--- Start of TEXT EXTRACT ---
Disclaimer: All thoughts solely belong to the Author's personal view points and do not represent the views of the general public. The Author's views are not written to put-down or insult any individual, business or the general public, but to express her own opinions on the topic. For a better overview of the topic, read the full article.

The internet has been hit by the whole Nikon Awards Prize Saga ever since a photographer, Chay Yu Wei, was claimed to have "captured a perfect shot of an airplane framed by a ladder in Chinatown", submitted a photo to Nikon, and won the competition. The problem was, the airplane wasn't real.

It became a huge hoo-ha online as people started mocking the photo, insulting Nikon for their poor judgement of photos, and creating tons of amusing imitations, GIFs, and spreading it all over social media. As much as my boyfriend found it hilarious (it was pretty annoying because he kept showing these to me lol), I couldn't care less initially.

That was when I posted a photo up on Instagram taken by Lionel, one of the two friendly photographers I met over Instagram for a shoot at Queenstown. I was inspired by the photos from the pool of photographers similar to them, being able to capture the different parts of Singapore with such keen eye. I started to explore the hashtag #GuideMeToYourHood, a hashtag created for photographers to share a gallery of their photos taken in Singapore. It's actually pretty interesting!

From the hashtag, I discovered a similar photo taken at the exact spot, also by a friend of photographer Yu Wei's (as seen exchanging a conversation in the comments), except with a different plane in the sky. It got me curious, and I went on scrolling through my explore feed. What followed afterwards was really a shocking collage of photos on Instagram, all involving a certain airplane.
--- End of TEXT EXTRACT ---
--- Start of RECORDS PROVIDED ---
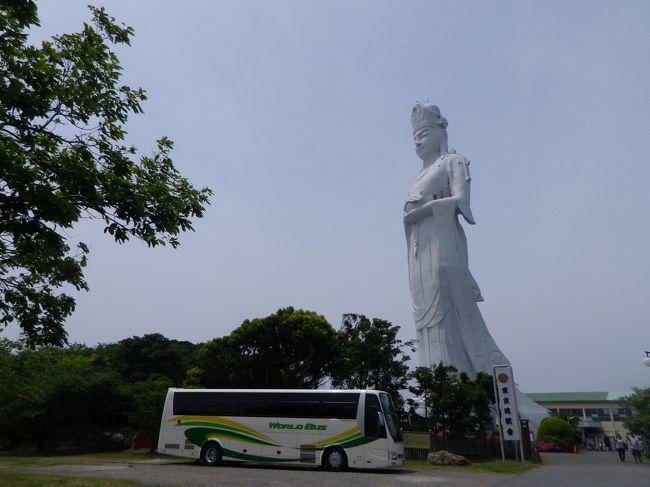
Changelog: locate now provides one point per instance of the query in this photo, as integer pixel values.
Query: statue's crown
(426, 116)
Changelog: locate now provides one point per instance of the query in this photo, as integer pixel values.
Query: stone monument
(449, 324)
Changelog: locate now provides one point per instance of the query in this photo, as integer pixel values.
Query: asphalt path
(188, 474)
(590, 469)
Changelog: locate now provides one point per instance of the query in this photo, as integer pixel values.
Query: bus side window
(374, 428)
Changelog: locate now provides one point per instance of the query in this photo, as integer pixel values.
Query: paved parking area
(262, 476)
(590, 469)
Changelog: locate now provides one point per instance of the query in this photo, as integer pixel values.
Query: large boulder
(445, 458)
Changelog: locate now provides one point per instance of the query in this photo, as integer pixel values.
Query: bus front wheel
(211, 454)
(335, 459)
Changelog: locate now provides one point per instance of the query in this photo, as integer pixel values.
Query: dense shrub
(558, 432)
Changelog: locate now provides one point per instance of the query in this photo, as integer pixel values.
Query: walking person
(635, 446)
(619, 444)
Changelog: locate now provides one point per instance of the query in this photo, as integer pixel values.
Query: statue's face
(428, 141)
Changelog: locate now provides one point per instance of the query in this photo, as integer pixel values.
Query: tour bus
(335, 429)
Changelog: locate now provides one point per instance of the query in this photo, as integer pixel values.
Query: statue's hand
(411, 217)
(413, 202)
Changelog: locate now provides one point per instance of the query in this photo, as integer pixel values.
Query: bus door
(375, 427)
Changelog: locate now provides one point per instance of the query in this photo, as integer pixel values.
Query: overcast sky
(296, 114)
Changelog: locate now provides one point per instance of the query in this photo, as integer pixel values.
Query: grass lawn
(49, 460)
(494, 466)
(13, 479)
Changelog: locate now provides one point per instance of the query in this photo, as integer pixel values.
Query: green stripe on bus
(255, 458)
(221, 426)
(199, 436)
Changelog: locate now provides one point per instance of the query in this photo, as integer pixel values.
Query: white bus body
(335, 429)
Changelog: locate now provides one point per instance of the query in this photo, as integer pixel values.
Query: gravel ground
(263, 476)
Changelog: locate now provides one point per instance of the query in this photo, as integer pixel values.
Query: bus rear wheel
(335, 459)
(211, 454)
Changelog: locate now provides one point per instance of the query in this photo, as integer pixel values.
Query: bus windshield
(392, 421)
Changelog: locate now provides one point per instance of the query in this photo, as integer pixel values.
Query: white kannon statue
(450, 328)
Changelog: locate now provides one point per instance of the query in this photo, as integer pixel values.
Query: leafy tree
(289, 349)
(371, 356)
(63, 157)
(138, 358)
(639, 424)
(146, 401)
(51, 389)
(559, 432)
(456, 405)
--- End of RECORDS PROVIDED ---
--- Start of RECORDS PROVIDED ---
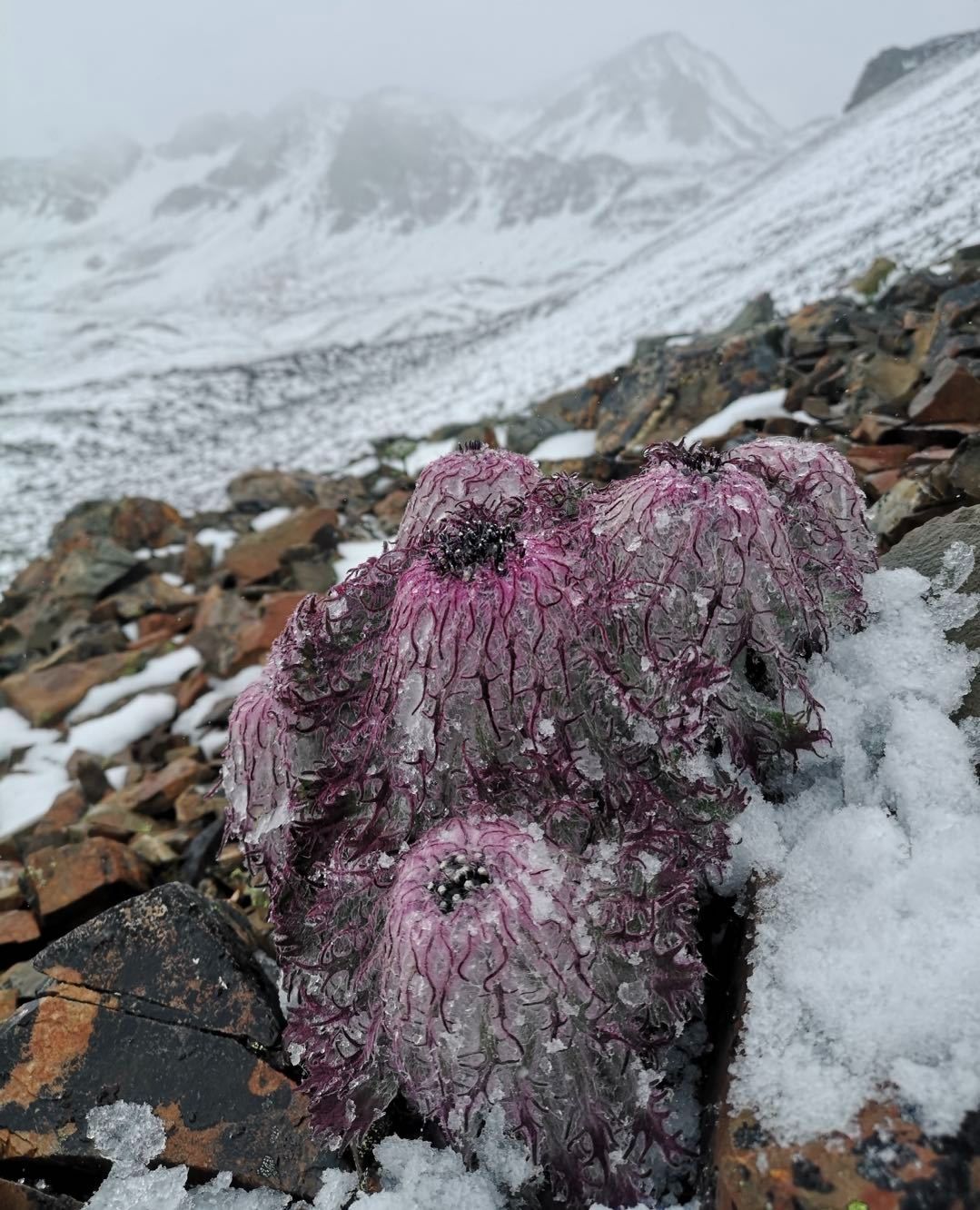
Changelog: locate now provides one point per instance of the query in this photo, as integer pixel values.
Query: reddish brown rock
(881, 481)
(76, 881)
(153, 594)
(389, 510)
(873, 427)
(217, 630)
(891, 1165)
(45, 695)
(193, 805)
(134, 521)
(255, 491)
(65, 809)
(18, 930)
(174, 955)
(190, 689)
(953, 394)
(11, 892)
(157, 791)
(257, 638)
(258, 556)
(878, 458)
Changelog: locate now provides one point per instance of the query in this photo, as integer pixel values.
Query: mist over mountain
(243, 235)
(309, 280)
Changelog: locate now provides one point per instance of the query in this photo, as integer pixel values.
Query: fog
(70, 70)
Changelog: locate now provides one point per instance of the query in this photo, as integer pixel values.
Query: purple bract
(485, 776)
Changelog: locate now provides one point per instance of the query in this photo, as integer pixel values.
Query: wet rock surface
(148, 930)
--- End of RECORDS PROVIDED ---
PROBLEM A:
Count the lines of the records that contain the string "wheel", treating case as significant. Give only the number.
PROBLEM B:
Extend the blog post about the Nikon photo award controversy, picking up from its final sentence.

WRITTEN RESPONSE A:
2

WRITTEN RESPONSE B:
Sample image of the airplane:

It got me a little furious how (not all, but) some photographers have been using the exact same/similar aircraft images to beautify their photos. Except that those weren't as badly edited in as compared to the winning photo of the Nikon Photo Contest, the sample image above shows that the same image has been used. Although I don't mean to shame the photographers as I believe most or all of them share the same, strong passion in photography, I do admit I was a little disappointed that they didn't previously address the comments from followers who believed that these pictures were true to what they seem.

That was when someone finally spoke up after the Nikon saga.

Although it came a tad late and should probably have been addressed earlier, it was a relief knowing one of the photographers finally stood up to speak truth to his followers. Picsart, the app used to edit this series of photos, was probably the reason for the "badly photoshopped" aircraft image that won the Nikon Photo Contest.

And there you have it — the reason behind the fake airplane, or should I say #MYTOYPLANE, that has been making it huge on the internet. Then again, as much as photographer Yu Wei should have abided by the rules of the contest and Nikon should have had taken extra care to determine the winner, it's probably time to stop the criticism on their social media platforms. With regards to the photos posted by other photographers, my personal take is that editing a little is fine for refinement, but maybe it would be a more honest option to state it out to your followers beforehand for greater transparency. :)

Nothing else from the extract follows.